Task details: Rewrite all the records below, swapping "pick out" for "mark" and leaving everything else as it is. Leave the pictures out of your answer.

(Object pointing dataset records)

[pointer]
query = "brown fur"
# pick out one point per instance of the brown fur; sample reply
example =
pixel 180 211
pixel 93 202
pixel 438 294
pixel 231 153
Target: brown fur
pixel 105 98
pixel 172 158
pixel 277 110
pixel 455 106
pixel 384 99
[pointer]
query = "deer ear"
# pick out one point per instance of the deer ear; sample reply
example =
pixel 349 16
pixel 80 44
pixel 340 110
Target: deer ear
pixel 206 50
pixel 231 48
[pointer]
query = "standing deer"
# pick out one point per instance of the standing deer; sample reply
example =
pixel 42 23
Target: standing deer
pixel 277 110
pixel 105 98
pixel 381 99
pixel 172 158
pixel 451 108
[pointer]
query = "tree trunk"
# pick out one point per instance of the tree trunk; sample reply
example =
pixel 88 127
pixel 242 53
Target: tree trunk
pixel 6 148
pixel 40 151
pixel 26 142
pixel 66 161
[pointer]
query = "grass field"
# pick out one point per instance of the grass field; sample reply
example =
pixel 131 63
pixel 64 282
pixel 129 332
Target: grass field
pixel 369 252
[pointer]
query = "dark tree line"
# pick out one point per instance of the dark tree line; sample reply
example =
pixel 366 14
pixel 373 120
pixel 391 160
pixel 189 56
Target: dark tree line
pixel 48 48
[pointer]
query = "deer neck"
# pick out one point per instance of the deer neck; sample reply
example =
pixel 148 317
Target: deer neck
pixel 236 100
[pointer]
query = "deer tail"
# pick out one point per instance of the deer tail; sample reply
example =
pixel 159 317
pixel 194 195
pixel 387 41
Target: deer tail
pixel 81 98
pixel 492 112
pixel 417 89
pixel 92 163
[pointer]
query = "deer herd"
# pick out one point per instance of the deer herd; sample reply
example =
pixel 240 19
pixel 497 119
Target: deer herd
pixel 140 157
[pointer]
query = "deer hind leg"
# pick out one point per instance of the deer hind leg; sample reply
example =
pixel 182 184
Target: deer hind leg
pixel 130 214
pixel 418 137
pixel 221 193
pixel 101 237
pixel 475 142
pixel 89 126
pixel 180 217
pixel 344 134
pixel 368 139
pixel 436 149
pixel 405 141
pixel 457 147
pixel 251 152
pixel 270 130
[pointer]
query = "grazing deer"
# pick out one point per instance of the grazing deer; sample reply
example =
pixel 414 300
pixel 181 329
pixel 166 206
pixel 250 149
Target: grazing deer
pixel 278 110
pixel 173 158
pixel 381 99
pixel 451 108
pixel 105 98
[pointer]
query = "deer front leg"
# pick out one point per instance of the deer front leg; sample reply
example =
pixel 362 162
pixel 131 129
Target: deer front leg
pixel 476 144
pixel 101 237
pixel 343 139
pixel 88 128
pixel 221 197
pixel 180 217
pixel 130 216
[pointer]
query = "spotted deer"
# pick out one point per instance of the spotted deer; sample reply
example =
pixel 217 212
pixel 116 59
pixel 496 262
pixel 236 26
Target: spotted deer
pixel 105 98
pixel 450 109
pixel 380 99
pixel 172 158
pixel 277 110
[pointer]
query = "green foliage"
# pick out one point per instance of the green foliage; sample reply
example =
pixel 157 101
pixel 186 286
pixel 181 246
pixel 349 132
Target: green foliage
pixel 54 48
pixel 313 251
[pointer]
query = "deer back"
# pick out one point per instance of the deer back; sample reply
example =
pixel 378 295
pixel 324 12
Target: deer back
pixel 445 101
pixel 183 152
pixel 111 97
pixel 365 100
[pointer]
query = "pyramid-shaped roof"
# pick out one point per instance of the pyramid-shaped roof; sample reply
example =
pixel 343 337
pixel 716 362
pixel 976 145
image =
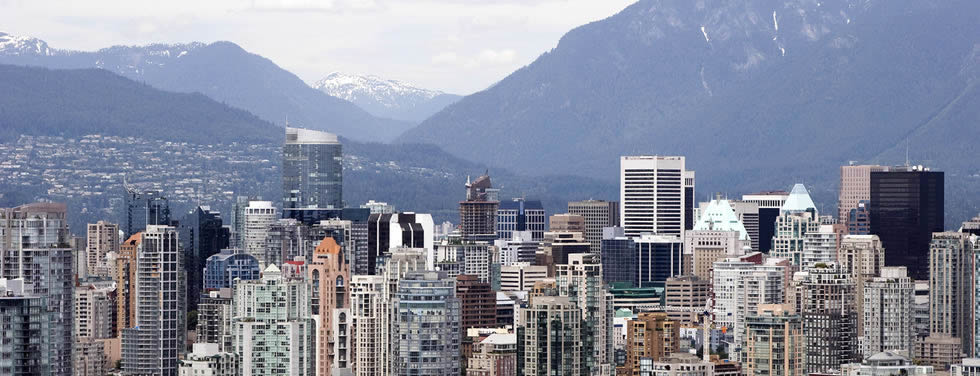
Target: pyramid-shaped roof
pixel 798 201
pixel 719 216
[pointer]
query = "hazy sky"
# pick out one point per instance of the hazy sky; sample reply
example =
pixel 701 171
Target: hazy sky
pixel 460 46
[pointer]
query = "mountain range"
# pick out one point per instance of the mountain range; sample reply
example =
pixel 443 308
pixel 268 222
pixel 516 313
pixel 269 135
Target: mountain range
pixel 757 94
pixel 385 98
pixel 222 71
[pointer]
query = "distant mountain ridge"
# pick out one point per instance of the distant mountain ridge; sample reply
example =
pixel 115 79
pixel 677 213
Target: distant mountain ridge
pixel 385 98
pixel 757 94
pixel 221 70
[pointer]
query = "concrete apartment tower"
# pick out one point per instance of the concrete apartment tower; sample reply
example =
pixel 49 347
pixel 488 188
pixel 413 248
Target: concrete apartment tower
pixel 312 170
pixel 329 274
pixel 649 199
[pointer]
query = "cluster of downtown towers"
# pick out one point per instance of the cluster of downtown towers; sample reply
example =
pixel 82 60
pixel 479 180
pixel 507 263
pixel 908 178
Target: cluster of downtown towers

Output below:
[pointer]
query = "brown fur"
# mark one point per instance of the brown fur; sample reply
example =
pixel 180 211
pixel 93 202
pixel 438 294
pixel 231 153
Target: brown fur
pixel 105 98
pixel 172 158
pixel 277 110
pixel 455 106
pixel 384 99
[pointer]
query = "deer ear"
# mark one point per instance of the deer ear; sample reply
example =
pixel 349 16
pixel 80 44
pixel 340 110
Target: deer ear
pixel 206 50
pixel 231 48
[pointer]
query = "standing deer"
# mark one point per instance of the standing deer; sample reply
example =
pixel 42 23
Target: standing deer
pixel 277 110
pixel 105 98
pixel 381 99
pixel 172 158
pixel 451 108
[pointer]
query = "tree trunk"
# mark one point per instance of the tree trunk; sample reply
example =
pixel 88 127
pixel 242 53
Target: tree trunk
pixel 6 148
pixel 40 151
pixel 26 142
pixel 66 161
[pointer]
query = "grass field"
# mark one point per instance of the grass field; sample reply
example =
pixel 131 63
pixel 64 282
pixel 129 332
Target: grass field
pixel 369 252
[pointer]
query = "dark tree line"
# mark one point per instance of the dark tree line; sample reply
example =
pixel 366 14
pixel 373 120
pixel 391 160
pixel 189 56
Target: dark tree line
pixel 48 48
[pointer]
query = "deer neck"
# mark one point per instance of the deer neck; sample reply
example =
pixel 148 317
Target: deer neck
pixel 236 100
[pointer]
query = "deer tail"
# mark one point per instance of the deer tail; sample reply
example =
pixel 159 317
pixel 194 195
pixel 387 41
Target: deer tail
pixel 81 98
pixel 492 112
pixel 417 89
pixel 92 163
[pointer]
query = "deer herd"
# mark one point per instance of the deer herd; sample reply
example =
pixel 240 19
pixel 497 119
Target: deer herd
pixel 140 157
[pointer]
query = "deer hind leg"
# mark one point per instance of the deer hind leg; sample reply
example =
pixel 182 184
Target: deer hind leg
pixel 130 214
pixel 418 137
pixel 221 193
pixel 101 237
pixel 475 142
pixel 89 126
pixel 180 217
pixel 344 134
pixel 368 139
pixel 436 149
pixel 405 141
pixel 457 147
pixel 251 152
pixel 270 130
[pointer]
query = "grazing deer"
# mark one point per instance of the grazing deer; sample reply
example =
pixel 414 300
pixel 181 329
pixel 166 206
pixel 250 149
Target: grazing deer
pixel 278 110
pixel 173 158
pixel 381 99
pixel 451 108
pixel 105 98
[pointer]
query = "deer front leg"
# mark one point per instance of the deer front leg; sample reply
example =
pixel 362 162
pixel 131 129
Target: deer front leg
pixel 476 144
pixel 101 237
pixel 343 139
pixel 88 128
pixel 221 197
pixel 180 217
pixel 130 216
[pointer]
query = "spotted deer"
# mark one point per instance of the spotted deer; sample reply
example =
pixel 217 212
pixel 116 59
pixel 496 262
pixel 236 26
Target: spotted deer
pixel 105 98
pixel 450 109
pixel 380 99
pixel 172 158
pixel 277 110
[pointer]
query = "green foliage"
# mark one point per instance of the green foliage; sample reply
example =
pixel 157 101
pixel 186 286
pixel 181 246
pixel 349 132
Target: green foliage
pixel 54 48
pixel 313 251
[pointer]
query = "deer back"
# mark one point per instance of the deer back; sample reply
example =
pixel 378 295
pixel 324 12
Target: deer back
pixel 445 101
pixel 183 152
pixel 111 97
pixel 365 100
[pointer]
query = "pyramid-shaped roof"
# mark one point per instance of the pyramid-shaped roof; sample reply
example =
pixel 343 337
pixel 716 362
pixel 976 145
image =
Target: pyramid-shaped roof
pixel 798 201
pixel 719 216
[pointer]
query = "hazy sky"
# mark one point per instance of the hazy sky; sample reply
example =
pixel 701 171
Target: hazy sky
pixel 460 46
[pointer]
query = "mountain range"
# mark one point per instance of the mountain range; sample reply
example =
pixel 443 308
pixel 268 222
pixel 516 313
pixel 269 135
Target: mountain range
pixel 757 94
pixel 385 98
pixel 222 71
[pointer]
query = "distant mountain ridge"
# mark one point per instance of the distant mountain ridge; sample reply
example =
pixel 115 79
pixel 677 213
Target: distant mountain ridge
pixel 385 98
pixel 757 94
pixel 221 70
[pointer]
query = "concrete apartment tower"
# mark one point per instance of the concrete apartment tower; sample reply
example =
pixel 49 347
pixel 488 188
pixel 413 248
Target: concrete apartment tower
pixel 312 170
pixel 329 274
pixel 649 199
[pointer]
query = "cluster of downtown towers"
# mark one point per instance of the cluster of downtown towers; sample reply
example =
pixel 82 60
pixel 479 180
pixel 507 263
pixel 908 178
Target: cluster of downtown towers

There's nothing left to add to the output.